▸ Your assignment: From the records below, please return each line that holds the word "ceiling".

▸ Data to use:
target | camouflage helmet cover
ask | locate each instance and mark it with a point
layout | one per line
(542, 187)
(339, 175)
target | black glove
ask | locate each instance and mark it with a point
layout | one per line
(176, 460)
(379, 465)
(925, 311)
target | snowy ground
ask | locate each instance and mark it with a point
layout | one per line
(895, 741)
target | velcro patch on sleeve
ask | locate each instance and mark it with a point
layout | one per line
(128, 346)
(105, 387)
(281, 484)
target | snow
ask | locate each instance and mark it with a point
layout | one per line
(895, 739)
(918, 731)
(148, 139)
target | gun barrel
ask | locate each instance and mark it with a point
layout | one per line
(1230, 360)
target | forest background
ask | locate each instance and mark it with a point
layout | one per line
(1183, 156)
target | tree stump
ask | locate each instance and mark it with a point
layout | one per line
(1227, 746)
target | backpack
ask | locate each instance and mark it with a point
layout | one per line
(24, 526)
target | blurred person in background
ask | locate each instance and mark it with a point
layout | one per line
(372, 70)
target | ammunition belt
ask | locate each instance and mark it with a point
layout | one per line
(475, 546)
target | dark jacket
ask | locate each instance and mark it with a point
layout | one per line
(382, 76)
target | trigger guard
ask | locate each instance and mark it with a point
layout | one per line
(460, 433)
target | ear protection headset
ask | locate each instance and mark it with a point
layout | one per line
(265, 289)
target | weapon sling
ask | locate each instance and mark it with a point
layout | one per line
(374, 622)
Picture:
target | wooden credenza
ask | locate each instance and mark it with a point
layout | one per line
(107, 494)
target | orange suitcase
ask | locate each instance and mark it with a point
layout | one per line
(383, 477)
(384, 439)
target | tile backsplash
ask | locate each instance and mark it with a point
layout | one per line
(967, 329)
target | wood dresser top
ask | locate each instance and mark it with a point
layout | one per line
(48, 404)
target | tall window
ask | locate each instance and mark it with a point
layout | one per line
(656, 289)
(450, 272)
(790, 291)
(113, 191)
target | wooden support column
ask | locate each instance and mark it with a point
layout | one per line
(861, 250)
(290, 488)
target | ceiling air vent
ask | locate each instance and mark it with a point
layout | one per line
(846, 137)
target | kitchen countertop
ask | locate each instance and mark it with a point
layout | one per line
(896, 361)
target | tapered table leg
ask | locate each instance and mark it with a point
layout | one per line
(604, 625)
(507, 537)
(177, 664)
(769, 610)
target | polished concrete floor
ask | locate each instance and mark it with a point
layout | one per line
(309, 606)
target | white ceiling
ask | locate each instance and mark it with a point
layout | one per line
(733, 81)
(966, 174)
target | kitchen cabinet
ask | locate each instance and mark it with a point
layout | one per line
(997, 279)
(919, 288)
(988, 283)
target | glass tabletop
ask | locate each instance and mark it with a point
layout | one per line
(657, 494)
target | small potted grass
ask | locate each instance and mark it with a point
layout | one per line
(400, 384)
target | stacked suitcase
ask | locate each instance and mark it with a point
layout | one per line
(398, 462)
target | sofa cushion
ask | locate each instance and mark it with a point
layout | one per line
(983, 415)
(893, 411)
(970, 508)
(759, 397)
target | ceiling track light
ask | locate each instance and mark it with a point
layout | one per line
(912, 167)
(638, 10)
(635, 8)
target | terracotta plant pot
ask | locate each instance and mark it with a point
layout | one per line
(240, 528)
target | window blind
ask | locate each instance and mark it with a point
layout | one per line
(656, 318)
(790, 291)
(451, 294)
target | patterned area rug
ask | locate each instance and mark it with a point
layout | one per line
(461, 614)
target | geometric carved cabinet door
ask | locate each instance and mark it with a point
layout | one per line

▸ Output of the exercise:
target | ceiling air vent
target | white ceiling
target | ceiling track light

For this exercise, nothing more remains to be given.